▶ _Your goal_
Your task is to quote the records from their first line through the line containing "202L580 193L567 194L562", with nothing added or left out.

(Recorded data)
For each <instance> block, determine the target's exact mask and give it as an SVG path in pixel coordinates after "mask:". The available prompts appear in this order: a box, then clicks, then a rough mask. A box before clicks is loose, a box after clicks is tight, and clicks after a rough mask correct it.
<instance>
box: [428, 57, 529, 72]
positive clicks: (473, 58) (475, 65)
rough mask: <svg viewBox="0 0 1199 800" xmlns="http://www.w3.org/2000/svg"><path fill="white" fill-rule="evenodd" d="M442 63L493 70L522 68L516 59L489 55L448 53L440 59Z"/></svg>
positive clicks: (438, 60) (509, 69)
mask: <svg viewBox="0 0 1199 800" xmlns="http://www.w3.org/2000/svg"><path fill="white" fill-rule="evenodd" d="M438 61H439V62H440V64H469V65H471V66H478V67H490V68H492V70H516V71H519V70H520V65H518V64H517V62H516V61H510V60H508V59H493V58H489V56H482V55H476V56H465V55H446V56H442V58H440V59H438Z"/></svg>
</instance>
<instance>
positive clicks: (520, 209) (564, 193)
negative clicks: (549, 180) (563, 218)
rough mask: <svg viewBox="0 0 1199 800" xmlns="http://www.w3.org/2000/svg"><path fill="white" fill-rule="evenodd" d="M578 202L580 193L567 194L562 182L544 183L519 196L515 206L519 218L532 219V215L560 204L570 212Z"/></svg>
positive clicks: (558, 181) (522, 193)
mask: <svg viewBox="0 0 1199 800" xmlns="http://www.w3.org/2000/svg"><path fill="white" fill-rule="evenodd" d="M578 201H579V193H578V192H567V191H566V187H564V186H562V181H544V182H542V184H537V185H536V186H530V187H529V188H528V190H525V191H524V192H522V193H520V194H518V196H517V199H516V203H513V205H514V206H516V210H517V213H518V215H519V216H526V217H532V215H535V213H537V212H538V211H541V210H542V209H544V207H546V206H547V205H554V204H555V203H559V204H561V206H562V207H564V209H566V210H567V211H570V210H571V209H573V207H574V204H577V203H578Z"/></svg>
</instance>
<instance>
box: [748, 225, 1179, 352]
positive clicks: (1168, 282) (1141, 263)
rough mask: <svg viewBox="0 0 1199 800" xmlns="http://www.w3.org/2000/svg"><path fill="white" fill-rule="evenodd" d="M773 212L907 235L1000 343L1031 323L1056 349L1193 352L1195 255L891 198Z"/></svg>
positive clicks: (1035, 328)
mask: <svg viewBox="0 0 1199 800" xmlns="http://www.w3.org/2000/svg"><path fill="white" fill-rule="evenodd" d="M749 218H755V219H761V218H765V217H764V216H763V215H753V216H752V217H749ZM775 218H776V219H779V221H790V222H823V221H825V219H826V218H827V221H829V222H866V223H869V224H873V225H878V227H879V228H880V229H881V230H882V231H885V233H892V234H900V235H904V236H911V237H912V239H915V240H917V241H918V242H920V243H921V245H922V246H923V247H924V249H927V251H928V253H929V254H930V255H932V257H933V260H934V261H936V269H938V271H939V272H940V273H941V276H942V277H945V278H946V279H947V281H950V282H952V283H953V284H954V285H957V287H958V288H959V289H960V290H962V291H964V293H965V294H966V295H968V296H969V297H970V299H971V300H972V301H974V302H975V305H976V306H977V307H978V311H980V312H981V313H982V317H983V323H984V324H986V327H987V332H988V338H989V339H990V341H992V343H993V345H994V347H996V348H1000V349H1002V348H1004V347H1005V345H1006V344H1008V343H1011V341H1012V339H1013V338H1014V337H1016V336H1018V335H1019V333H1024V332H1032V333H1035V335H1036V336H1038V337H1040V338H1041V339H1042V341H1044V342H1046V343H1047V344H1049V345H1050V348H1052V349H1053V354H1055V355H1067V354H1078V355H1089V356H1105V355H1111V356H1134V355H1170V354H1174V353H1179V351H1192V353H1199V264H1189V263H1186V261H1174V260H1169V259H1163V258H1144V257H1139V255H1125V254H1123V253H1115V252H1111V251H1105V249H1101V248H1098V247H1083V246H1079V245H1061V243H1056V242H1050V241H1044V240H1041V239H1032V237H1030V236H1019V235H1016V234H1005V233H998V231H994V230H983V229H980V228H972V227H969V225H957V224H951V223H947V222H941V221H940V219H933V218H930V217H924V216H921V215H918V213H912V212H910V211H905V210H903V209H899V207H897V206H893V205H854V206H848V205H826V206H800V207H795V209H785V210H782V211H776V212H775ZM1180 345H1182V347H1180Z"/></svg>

▶ _Task output_
For each <instance> block, determine the target's exact mask and give it as an SVG path in pixel coordinates after "mask:". The available prompts appear in this order: a box, then clicks, then a rough mask. A box before clicks is loose, a box after clicks is tight, and clicks after a rough mask correct it.
<instance>
box: [428, 57, 529, 72]
positive clicks: (473, 58) (475, 65)
rough mask: <svg viewBox="0 0 1199 800" xmlns="http://www.w3.org/2000/svg"><path fill="white" fill-rule="evenodd" d="M442 63L493 70L522 68L516 59L489 55L448 53L440 59Z"/></svg>
positive clicks: (438, 60) (509, 69)
mask: <svg viewBox="0 0 1199 800" xmlns="http://www.w3.org/2000/svg"><path fill="white" fill-rule="evenodd" d="M438 61H439V62H440V64H469V65H471V66H478V67H490V68H492V70H516V71H519V70H520V65H518V64H517V62H516V61H510V60H508V59H493V58H489V56H482V55H476V56H465V55H446V56H442V58H440V59H438Z"/></svg>
</instance>
<instance>
positive clicks: (520, 209) (564, 193)
negative clicks: (549, 180) (563, 218)
rough mask: <svg viewBox="0 0 1199 800" xmlns="http://www.w3.org/2000/svg"><path fill="white" fill-rule="evenodd" d="M578 202L580 193L567 194L562 182L544 183L519 196L515 206L519 218L532 219V215L560 204L570 212Z"/></svg>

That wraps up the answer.